**TEXT SHOWN**.
Spain had lost her bid for leadership and Portugal, bogged down in a struggle with Spain for self-determination, would lose her African and Asian trading empire in the coming period of Dutch Hegmony. The Dutch seized one West African trading center after another until by 1642 all Portuguese outposts were in Dutch hands. The same thing had happened to the Portuguese trading posts on the Malabar coast in India by 1663. Early on, they struck at several of the more remote Spice Islands seizing Ambon in 1605 and Solor in 1613. Portuguese Malacca fell in 1641. In 1630 the Dutch West Indies company (WIC) captured Pernambuco, Portugal's richest Brazilian sugar colony . By 1640, the Dutch had captured more than half of Portuguese Brazil. Successful on all fronts, the Netherlands were considered the "Asian miracle" by their peers/competitors in the seventeenth century.

Things started to turn politically against the Dutch in the delegitimation phase (1640-60). British naval power passed that of the Netherlands after 1640 and the Dutch position in the New World degraded. A series of Anglo-Dutch Wars in 1652-54, 1665-67, and 1672-74 sapped Dutch naval power. In Dutch Brazil, the majority of the colonists were Portuguese planters with a different religion and language and who were always ready to revolt against the Dutch "heretics". In October 1642 the province of Maranhão revolted and after a year of fighting the Dutch troops retreated. The highly competent Dutch governor Johan Maurits was recalled in 1644. After his recall the colony was convulsed by rebellion. After the Dutch defeat at Tabocas in August 1645, the Dutch were on the defensive. By the end of the year they were left with Recife and a few neighboring forts. They held out another nine years before capitulating. Similarly, the Dutch lost their foothold in North America when the British captured New Amsterdam in 1664, and renamed it New York.

The Achilles heel of Dutch world leadership was geography. Despite her wealth, she was still a small country right next to the largest and most populous nation in Europe. In 1672, the French under Louis XIV, assisted by the English at sea, invaded the Netherlands. The English efforts at sea were checked by the brilliant admiral de Ruyter and they withdrew from the war in 1674. The Dutch system of defensive waterways and fortifications made French advance extremely difficult, and Dutch diplomacy (and subsidies) were able to find a number of German states willing to attack the French flank. The result was a stalemate.

After the peace treaty in 1679, France continued to maintain enormous armies. In 1683 France seized Luxembourg from Spain without giving rise to an opposing coalition. The Dutch preferred to trade in peace, and the Austrian Habsburgs were engaged in a life-or-death struggle with the Ottomans. After 1685, the situation began to shift. The Habsburgs had successfully driven the Ottomans back and the Dutch and English were becoming increasingly polarized against the French. Fearful of this adverse trend, Louis struck first, invading Germany in 1688. He was opposed by all the major powers in a global war showdown known as the wars of the Grand Alliance. This period of Global War from 1688 to 1714 contained two long and bitter wars (The War of the League of Augsburg and the War of the Spanish Succession) and resulted in the defeat of France and the replacement of the Netherlands with Britain as world leader.

**SUPPLIED INFORMATION**.
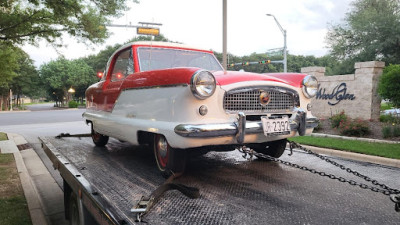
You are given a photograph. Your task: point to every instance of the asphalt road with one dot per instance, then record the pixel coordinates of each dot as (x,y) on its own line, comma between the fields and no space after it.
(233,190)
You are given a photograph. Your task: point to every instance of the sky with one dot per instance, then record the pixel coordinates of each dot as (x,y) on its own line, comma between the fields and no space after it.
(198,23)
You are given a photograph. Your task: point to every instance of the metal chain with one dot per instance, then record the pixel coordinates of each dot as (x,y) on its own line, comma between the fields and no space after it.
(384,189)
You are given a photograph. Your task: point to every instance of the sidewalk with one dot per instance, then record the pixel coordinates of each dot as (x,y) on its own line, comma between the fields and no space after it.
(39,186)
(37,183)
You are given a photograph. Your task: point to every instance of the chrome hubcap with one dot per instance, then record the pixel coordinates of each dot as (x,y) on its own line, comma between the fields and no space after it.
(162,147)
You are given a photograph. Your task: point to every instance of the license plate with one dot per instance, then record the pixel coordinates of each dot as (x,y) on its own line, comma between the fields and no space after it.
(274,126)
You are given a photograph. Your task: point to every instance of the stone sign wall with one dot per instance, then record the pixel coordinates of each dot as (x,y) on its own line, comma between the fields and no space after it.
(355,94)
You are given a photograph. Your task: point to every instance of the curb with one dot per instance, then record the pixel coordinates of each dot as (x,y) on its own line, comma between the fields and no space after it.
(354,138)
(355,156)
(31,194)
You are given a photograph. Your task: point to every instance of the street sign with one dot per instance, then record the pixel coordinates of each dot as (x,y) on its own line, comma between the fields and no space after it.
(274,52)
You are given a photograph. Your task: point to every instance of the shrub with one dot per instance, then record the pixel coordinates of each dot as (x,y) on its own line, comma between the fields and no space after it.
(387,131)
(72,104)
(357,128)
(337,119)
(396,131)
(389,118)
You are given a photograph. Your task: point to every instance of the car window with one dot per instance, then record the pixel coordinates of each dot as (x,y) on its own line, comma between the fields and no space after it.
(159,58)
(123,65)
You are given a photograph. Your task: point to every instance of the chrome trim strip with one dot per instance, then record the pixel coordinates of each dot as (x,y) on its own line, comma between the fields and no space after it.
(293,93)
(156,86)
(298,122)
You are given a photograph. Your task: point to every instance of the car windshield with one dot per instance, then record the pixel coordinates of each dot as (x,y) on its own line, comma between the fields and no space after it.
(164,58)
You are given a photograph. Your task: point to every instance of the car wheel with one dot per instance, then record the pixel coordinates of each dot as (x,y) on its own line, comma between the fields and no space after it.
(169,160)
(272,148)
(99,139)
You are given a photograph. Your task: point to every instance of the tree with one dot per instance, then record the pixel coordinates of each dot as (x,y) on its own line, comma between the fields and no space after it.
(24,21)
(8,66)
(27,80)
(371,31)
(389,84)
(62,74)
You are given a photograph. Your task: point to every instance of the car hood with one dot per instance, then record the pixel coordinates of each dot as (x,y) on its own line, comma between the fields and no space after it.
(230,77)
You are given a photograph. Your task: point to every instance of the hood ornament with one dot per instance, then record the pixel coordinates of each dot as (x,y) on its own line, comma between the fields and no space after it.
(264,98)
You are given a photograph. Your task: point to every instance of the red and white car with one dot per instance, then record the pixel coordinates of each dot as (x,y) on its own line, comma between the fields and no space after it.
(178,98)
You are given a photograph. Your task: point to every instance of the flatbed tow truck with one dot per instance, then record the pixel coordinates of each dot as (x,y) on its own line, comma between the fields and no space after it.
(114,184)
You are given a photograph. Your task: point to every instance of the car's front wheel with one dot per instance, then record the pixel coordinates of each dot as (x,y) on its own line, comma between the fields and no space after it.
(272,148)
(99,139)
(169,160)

--

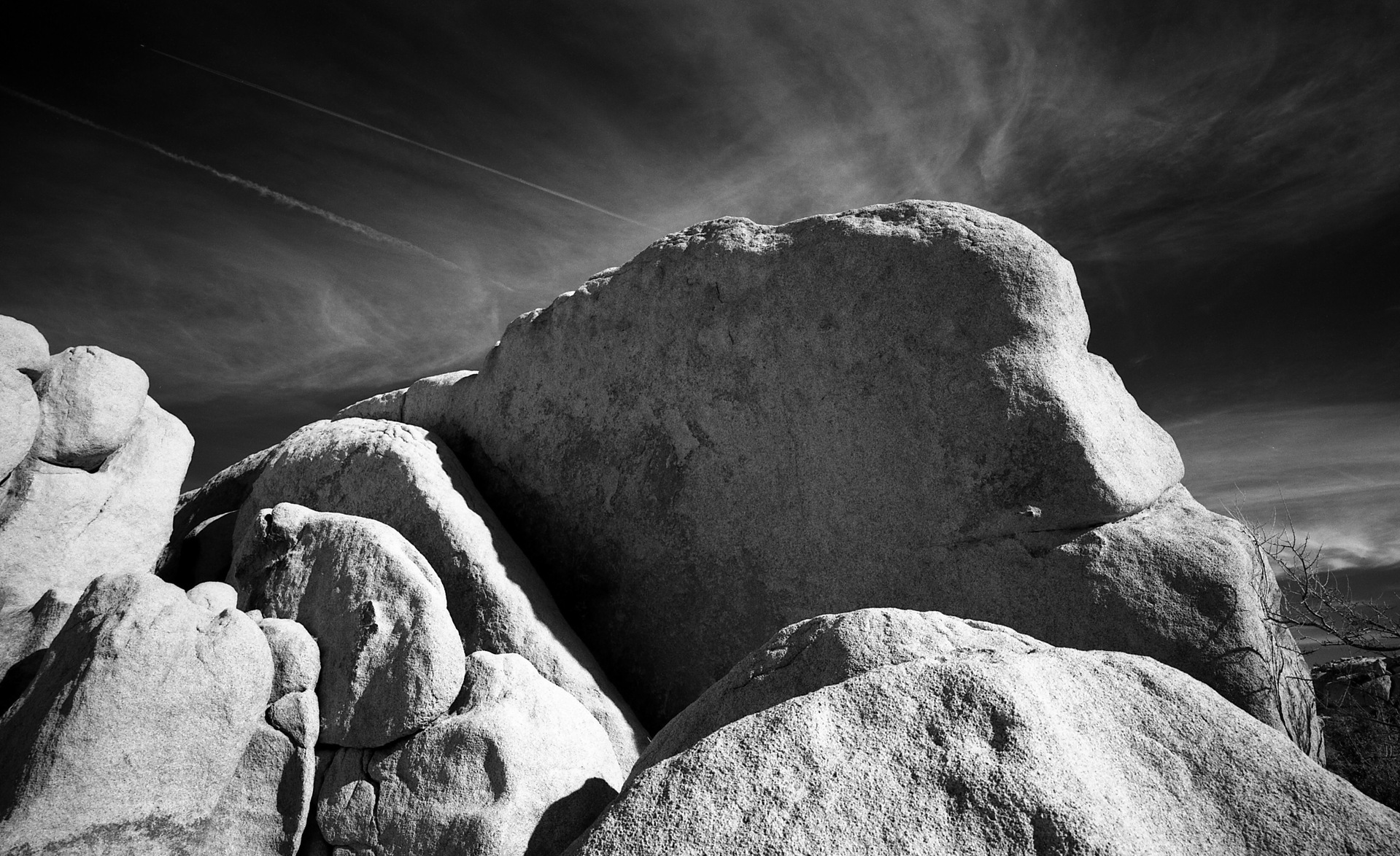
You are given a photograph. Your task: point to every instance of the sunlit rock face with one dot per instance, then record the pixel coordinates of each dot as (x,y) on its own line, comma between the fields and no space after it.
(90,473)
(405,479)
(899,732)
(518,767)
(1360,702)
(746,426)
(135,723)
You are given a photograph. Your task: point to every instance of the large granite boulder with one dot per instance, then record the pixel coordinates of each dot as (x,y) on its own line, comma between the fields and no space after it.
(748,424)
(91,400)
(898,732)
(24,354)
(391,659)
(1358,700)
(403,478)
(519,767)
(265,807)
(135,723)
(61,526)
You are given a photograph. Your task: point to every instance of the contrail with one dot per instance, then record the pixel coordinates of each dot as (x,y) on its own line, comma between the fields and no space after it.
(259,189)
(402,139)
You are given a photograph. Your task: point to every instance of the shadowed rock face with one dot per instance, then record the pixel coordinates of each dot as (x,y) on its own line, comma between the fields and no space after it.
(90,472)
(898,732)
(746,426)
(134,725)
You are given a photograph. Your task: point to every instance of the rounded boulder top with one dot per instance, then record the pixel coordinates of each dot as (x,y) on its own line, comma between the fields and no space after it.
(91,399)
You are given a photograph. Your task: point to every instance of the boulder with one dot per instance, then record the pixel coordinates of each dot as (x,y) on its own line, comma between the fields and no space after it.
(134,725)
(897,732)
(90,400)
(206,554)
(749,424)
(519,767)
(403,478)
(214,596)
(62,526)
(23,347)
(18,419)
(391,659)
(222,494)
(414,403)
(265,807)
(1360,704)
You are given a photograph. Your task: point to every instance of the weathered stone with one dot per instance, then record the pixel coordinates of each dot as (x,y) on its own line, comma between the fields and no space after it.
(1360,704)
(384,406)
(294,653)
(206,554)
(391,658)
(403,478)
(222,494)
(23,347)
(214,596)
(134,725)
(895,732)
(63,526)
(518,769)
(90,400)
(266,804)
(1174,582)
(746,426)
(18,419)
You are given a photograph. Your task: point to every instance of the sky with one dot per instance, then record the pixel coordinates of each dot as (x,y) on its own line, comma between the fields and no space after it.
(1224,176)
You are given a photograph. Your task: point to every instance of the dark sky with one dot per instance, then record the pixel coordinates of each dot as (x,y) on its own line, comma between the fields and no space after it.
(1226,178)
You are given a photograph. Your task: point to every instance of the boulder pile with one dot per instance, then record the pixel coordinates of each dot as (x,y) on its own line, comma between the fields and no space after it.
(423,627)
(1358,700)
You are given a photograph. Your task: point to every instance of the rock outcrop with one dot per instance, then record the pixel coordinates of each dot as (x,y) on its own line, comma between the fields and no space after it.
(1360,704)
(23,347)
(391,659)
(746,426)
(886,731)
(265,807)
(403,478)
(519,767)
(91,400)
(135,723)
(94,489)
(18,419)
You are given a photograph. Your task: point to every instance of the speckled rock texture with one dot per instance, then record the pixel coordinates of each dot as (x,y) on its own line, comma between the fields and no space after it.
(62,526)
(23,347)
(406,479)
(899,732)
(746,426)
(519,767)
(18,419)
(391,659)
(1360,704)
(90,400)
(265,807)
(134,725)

**TASK INSTRUCTIONS**.
Which date spans does the passage on Dutch world leadership give for the Anglo-Dutch Wars? List every one.

**EXERCISE OUTPUT**.
1652-54, 1665-67, 1672-74